• _SHORT TASK_:
Identify every one of the rows below that contains the word "bare", matching case exactly, and copy each such line in full.
───── SUPPLIED ENTRIES
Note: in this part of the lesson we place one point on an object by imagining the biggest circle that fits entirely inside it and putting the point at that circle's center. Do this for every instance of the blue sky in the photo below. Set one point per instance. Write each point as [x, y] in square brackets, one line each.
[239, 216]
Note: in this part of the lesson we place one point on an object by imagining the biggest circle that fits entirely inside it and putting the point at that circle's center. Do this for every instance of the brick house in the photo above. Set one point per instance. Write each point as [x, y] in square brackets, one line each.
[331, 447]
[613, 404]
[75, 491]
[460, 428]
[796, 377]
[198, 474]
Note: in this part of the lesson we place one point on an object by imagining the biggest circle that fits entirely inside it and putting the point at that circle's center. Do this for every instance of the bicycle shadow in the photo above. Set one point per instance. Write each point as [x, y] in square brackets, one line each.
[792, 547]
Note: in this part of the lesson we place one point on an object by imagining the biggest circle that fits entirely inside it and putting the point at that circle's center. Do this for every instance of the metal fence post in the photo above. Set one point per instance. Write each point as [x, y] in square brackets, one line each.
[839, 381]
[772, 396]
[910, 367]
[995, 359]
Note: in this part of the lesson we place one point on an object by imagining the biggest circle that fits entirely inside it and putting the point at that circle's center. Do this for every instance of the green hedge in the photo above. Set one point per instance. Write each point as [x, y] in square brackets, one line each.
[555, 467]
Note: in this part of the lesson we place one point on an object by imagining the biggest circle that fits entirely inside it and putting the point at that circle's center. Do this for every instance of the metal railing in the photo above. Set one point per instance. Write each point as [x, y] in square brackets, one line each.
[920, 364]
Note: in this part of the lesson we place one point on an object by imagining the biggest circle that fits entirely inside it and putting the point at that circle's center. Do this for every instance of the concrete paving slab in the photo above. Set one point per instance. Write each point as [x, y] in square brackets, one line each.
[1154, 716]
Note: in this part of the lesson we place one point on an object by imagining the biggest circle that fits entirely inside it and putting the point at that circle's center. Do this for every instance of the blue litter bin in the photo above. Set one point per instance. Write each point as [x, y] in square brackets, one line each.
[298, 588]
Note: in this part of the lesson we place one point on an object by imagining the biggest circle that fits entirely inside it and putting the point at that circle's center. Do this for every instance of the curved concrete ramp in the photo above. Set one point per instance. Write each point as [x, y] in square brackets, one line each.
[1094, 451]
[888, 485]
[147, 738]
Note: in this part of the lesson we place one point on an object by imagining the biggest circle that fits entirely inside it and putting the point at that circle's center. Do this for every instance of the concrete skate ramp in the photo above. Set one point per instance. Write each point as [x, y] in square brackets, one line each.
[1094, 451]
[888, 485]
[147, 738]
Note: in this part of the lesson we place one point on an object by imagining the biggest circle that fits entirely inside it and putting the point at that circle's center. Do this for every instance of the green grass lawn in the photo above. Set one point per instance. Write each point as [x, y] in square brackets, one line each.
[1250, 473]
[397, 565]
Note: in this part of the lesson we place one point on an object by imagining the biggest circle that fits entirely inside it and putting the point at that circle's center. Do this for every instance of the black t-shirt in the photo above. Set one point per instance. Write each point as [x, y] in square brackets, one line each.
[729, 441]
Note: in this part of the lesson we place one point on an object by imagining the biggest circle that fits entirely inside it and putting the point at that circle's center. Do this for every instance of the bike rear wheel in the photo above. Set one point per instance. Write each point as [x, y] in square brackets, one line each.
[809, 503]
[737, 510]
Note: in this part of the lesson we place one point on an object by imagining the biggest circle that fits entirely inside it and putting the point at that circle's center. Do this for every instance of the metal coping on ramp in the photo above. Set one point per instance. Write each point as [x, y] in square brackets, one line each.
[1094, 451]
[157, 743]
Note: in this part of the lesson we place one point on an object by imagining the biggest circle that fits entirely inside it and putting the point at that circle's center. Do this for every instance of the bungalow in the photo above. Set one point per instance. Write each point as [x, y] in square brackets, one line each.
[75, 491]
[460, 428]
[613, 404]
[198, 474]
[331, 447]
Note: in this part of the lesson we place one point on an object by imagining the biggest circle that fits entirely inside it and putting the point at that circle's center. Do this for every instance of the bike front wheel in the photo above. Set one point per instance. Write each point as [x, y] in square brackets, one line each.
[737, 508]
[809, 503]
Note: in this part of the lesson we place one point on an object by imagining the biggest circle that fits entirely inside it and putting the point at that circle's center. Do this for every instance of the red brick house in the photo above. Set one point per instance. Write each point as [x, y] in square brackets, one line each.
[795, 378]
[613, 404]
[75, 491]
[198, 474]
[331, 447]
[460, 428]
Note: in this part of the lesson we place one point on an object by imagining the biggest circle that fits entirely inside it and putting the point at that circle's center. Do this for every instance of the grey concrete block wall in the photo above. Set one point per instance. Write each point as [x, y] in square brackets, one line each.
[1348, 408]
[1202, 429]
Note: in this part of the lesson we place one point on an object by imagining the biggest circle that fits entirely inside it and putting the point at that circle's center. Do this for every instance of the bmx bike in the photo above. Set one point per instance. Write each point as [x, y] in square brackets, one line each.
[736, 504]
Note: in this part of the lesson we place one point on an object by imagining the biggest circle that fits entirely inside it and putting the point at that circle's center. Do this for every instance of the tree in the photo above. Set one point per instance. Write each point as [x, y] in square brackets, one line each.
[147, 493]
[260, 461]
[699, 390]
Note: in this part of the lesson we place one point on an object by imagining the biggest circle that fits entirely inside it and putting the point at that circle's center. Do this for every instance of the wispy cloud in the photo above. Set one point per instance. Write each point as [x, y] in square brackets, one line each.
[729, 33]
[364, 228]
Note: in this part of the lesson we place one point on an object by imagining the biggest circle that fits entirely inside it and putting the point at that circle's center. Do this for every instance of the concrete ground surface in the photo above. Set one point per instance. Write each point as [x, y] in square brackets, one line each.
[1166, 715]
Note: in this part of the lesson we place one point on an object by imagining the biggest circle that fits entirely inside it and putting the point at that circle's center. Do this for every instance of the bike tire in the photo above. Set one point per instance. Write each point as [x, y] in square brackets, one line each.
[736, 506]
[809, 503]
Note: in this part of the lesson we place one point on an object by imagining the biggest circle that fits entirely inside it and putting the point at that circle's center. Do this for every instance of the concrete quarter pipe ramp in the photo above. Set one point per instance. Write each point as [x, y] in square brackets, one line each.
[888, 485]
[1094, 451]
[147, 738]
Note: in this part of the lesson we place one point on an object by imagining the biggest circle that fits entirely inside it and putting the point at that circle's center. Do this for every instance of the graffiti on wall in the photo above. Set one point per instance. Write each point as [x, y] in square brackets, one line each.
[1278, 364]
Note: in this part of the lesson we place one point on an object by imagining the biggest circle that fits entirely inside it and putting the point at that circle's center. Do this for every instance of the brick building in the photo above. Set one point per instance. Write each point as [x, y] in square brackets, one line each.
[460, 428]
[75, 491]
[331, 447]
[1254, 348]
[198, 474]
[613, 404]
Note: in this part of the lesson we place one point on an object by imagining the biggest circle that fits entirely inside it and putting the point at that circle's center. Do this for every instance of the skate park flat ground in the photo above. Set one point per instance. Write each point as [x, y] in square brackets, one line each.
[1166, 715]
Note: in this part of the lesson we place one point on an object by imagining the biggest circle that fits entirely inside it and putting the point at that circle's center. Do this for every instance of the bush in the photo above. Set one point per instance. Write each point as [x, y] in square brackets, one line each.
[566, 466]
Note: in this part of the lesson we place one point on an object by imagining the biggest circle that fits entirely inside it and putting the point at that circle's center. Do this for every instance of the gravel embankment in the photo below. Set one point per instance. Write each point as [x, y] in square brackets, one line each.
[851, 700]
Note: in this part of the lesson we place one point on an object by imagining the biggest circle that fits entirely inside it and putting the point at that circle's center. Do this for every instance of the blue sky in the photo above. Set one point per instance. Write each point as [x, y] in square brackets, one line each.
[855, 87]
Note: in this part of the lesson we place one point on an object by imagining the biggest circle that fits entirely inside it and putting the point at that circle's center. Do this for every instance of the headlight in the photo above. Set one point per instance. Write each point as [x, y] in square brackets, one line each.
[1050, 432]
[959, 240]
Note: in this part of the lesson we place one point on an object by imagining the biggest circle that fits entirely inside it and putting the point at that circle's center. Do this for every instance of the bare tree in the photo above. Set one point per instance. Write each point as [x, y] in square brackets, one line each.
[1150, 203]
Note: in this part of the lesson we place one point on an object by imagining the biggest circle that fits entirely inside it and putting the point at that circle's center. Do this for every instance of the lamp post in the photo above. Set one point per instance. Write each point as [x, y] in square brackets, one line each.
──────────
• _RESPONSE TO THIS TASK_:
Note: in this part of the lesson we place one point on an object by imagining the biggest circle that fits entirely inside it and putting the point at that circle's center. Do this for every instance of the bare tree in the photo above. Set one point per instance. Write each point as [x, y] in square brackets, one line each.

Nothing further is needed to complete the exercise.